TEXT UNDER STUDY
Thursday, August 13, 2009

The Health Care Consensus

I'd venture to guess that 80-90% of Americans agree with the following statements:

1. If you lose your job you should be able to purchase health insurance without consideration of pre-existing conditions.

2. Your health insurance should not be taken away from you because you are sick.

3. Americans should feel secure about being able to afford health insurance over their entire life. The Medicare consensus derives from this statement.

This list could go on, and probably includes the idea that some reform is needed to take care of these issues. I am not claiming that there is any consensus about how to address these issues.

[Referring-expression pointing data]

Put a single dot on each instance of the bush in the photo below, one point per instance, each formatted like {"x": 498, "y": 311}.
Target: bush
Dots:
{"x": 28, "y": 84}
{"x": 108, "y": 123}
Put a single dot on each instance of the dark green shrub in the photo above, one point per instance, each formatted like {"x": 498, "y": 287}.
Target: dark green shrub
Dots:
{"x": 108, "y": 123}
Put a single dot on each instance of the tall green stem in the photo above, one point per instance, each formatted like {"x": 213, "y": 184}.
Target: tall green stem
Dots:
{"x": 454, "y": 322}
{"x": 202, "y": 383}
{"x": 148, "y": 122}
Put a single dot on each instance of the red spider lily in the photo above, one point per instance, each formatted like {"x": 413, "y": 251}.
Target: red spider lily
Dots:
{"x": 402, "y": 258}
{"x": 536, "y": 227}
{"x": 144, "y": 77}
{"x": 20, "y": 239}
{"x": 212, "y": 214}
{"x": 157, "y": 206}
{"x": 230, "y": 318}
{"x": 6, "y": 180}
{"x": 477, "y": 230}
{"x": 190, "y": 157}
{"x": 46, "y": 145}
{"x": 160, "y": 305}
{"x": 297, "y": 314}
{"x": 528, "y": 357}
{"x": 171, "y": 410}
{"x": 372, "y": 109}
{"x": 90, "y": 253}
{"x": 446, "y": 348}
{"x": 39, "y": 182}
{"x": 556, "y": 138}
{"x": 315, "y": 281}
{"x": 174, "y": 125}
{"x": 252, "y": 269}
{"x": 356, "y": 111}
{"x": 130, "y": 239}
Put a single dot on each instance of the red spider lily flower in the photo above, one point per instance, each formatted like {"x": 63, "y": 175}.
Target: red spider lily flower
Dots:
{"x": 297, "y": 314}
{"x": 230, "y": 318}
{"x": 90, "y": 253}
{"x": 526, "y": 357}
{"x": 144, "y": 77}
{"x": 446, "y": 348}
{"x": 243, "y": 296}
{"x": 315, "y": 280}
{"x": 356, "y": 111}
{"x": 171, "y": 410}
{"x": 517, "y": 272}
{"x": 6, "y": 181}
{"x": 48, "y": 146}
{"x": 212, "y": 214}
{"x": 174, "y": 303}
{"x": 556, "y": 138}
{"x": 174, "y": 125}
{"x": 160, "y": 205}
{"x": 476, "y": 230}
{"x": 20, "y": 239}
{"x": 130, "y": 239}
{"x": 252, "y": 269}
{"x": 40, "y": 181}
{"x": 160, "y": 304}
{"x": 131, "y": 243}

EXERCISE BRIEF
Duplicate the passage of the health care consensus post starting at "1. If you lose" and ending at "you are sick.".

OUTPUT BELOW
1. If you lose your job you should be able to purchase health insurance without consideration of pre-existing conditions.

2. Your health insurance should not be taken away from you because you are sick.